Figure 1 Development of an avulsion from a crevasse splay (schematic, after Stouthamer 2001).

Avulsion is the abandonment of a part or the whole of a channel belt by a stream in favour of a new course. In meandering rivers, an avulsion is defined as a channel belt shift over a length of more than two meander loops (Figure 1). In the process of avulsion, the old channel is abandoned either instantaneously or gradually. Avulsion occurs in all kinds of fluvial environments, in braided, and meandering, as well as anastomosing rivers (Figure 2).

Figure 2 Anastomosing river pattern in an avulsion belt of the Saskatchewan River (picture by N. Smith).

Although avulsions have been studied extensively over the past decade, the avulsion process itself is still poorly understood. It is generally believed to be caused by differential sedimentation leading to superelevation of the channel belt above the floodplain.

Avulsion types

Different types of river avulsions are recognised in the literature (Stouthamer 2001):

Figure 3a Full avulsion (Stouthamer 2001).

Figure 3b Partial avulsion (Stouthamer 2001).

• full avulsion: the new channel takes over the entire discharge of the old channel (Figure 3a).
• partial avulsion: a new channel is formed, but the old channel continues to exist (Figure 3b). Full and partial avulsion seem be distributed randomly over time (Figure 4). During the time the two channels coexist, the avulsion location is a bifurcation, which is a topic presently studied by M. Kleinhans. The formation of the river IJssel is an example of a partial avulsion. Some bifurcations seem to remain stable for a long time. If they become unstable, they will eventually result in an avulsion.

  

  Figure 4 Full and partial avulsion in Rhine-Meuse delta (Stouthamer 2001).

• instantaneous avulsion: the river shifts abruptly (within 200 years) and the old channel is abandoned (Figure 3a). The new river takes over the entire discharge;
• gradual avulsion: the formation of a new channel takes more than 200 years. Instantaneous and gradual avulsions occurred in approximately equal numbers in the Rhine-Meuse delta during the Holocene (Figure 5).

  

  Figure 6 Nodal and random avulsion (Stouthamer 2001).

  

  Figure 5 Instantaneous and gradual avulsion in the Rhine-Meuse delta (Stouthamer 2001).

  

  Figure 7 Local and regional avulsion (Stouthamer 2001).

• _Problems_:
**a)** Answer these questions about the river avulsion text:
(i) In meandering rivers, a channel belt shift must exceed how many meander loops to count as an avulsion?
(ii) The formation of which river is cited as an example of partial avulsion?
(iii) What length of time separates an instantaneous avulsion from a gradual one?
**b)** Recast the part of the listing that opens with the line containing "out the window" and runs through the end of the listing as a numbered list, leaving out blank lines.

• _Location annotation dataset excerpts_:
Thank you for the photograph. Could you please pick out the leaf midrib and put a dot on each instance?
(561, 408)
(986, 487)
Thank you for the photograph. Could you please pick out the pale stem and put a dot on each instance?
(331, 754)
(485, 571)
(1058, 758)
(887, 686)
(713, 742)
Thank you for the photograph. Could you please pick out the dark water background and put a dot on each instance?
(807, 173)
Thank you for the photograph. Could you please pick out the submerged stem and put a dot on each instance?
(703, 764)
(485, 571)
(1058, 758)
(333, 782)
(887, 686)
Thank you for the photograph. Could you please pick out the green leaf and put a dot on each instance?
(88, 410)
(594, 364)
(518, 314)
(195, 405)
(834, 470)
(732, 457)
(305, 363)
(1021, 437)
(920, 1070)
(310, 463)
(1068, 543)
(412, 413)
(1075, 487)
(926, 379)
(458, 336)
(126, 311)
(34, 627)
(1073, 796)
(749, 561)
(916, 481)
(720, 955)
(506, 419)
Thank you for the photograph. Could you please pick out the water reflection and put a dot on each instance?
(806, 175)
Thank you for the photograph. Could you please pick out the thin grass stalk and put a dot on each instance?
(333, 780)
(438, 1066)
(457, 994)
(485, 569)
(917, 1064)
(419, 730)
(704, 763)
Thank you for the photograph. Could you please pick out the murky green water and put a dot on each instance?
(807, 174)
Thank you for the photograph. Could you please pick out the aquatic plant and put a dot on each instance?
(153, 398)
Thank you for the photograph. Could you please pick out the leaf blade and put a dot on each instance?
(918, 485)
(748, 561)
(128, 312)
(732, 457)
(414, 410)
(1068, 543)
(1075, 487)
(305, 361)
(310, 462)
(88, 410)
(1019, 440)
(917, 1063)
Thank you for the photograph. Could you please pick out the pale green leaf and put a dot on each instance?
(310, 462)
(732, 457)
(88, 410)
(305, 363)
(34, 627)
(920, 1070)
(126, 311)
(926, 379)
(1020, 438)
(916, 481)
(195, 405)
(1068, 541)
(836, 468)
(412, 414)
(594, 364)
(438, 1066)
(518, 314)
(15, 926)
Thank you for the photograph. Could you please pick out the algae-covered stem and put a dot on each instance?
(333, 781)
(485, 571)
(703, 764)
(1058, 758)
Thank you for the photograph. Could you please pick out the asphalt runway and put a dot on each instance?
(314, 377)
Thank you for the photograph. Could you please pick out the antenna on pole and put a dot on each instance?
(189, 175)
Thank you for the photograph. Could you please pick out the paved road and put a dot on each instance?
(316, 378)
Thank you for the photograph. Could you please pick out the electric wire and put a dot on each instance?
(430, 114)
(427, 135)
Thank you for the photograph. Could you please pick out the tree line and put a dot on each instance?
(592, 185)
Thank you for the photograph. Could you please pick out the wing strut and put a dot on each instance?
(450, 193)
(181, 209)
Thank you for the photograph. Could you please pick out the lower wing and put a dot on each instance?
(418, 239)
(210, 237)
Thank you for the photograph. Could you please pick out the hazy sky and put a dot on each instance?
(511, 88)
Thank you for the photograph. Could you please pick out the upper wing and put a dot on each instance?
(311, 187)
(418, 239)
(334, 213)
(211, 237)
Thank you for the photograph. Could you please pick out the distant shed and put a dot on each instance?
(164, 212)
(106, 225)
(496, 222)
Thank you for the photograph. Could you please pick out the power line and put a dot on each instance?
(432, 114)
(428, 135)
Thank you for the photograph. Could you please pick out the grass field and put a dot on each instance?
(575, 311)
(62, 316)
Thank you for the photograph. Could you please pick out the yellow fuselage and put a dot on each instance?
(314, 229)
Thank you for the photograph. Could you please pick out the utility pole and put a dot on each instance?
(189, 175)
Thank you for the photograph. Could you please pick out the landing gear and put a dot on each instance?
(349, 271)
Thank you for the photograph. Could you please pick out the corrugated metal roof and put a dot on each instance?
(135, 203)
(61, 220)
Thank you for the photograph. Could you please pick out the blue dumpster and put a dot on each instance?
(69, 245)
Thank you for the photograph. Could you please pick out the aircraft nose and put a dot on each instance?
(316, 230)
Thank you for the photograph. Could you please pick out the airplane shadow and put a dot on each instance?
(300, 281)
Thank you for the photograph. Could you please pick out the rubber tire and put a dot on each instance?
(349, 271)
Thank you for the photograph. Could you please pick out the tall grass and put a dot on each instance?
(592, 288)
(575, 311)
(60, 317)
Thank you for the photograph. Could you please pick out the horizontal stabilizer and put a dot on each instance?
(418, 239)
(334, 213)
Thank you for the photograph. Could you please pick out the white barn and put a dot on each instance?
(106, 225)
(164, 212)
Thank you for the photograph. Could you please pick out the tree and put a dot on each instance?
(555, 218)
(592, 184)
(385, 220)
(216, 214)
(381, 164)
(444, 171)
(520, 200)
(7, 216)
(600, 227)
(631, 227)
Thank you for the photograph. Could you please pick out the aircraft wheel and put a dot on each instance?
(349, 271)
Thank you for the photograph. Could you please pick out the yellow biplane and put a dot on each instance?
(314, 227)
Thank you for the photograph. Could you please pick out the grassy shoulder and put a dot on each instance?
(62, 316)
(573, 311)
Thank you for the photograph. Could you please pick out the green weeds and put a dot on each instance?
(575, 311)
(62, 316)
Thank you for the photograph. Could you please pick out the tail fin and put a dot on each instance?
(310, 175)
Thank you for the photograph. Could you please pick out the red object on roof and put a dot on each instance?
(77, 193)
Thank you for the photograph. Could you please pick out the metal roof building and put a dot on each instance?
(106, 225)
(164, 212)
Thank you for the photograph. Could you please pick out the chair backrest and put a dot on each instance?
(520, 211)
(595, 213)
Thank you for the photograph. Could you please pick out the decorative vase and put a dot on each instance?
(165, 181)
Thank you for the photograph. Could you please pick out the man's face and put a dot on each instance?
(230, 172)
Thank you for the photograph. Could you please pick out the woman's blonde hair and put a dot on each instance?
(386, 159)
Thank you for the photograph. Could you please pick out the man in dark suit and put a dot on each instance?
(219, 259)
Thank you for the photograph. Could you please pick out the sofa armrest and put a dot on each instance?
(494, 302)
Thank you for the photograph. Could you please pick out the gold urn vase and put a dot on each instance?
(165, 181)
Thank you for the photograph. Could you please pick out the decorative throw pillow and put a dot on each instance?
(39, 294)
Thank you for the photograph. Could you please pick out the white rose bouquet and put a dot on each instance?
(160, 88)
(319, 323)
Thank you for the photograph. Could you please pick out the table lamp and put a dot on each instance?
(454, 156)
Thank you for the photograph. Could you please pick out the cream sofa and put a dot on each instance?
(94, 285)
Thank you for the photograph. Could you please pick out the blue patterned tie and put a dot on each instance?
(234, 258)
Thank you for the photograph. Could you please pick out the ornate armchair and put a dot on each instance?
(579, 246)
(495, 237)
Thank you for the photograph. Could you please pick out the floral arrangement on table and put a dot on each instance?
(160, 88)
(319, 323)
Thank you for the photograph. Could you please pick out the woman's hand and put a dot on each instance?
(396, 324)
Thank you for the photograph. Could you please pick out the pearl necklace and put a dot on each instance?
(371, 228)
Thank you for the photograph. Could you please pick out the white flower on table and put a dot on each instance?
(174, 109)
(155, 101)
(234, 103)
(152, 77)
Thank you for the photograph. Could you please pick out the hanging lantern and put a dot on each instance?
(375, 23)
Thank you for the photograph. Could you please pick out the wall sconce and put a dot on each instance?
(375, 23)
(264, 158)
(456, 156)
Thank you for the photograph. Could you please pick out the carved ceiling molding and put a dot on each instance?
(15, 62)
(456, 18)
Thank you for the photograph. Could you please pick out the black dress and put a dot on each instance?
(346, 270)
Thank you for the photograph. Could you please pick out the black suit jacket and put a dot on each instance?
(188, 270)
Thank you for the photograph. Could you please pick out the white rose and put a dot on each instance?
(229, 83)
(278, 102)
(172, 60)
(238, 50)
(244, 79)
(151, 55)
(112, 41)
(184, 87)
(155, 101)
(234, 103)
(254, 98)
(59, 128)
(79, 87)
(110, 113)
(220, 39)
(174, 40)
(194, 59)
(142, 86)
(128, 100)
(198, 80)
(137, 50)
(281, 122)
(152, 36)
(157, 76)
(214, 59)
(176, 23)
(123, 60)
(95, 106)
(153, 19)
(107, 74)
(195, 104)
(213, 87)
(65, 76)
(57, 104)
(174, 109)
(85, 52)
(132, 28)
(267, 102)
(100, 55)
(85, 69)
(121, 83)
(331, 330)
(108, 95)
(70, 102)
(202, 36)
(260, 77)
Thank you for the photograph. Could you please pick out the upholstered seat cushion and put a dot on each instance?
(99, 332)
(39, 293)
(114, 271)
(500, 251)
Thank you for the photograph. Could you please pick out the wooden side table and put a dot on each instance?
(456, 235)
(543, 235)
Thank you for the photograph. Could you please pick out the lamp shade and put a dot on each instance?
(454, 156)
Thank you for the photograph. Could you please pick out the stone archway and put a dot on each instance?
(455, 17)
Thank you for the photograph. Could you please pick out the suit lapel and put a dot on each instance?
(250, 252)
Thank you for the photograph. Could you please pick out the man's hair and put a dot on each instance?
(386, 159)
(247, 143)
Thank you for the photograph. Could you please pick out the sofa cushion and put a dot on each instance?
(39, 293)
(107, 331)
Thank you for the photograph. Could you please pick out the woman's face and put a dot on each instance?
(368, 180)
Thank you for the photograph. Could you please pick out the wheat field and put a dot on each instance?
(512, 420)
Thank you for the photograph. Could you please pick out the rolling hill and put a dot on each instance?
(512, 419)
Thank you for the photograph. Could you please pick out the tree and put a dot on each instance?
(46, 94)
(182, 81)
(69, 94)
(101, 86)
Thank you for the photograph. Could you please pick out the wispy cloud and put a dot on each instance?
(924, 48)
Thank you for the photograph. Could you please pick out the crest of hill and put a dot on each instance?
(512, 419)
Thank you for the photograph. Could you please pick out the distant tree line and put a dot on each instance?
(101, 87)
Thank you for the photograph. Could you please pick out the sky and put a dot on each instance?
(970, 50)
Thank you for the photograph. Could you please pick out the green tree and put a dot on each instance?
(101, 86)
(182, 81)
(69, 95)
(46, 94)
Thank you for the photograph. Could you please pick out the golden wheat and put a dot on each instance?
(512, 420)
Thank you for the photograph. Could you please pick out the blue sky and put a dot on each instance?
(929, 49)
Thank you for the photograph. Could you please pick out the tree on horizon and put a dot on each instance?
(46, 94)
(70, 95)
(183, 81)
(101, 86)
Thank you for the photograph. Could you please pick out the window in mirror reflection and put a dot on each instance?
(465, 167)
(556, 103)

• _Answers_:
**a)**
(i) Two meander loops.
(ii) The river IJssel.
(iii) 200 years.

**b)**
1. Thank you for the photograph. Could you please pick out the window in mirror reflection and put a dot on each instance?
2. (465, 167)
3. (556, 103)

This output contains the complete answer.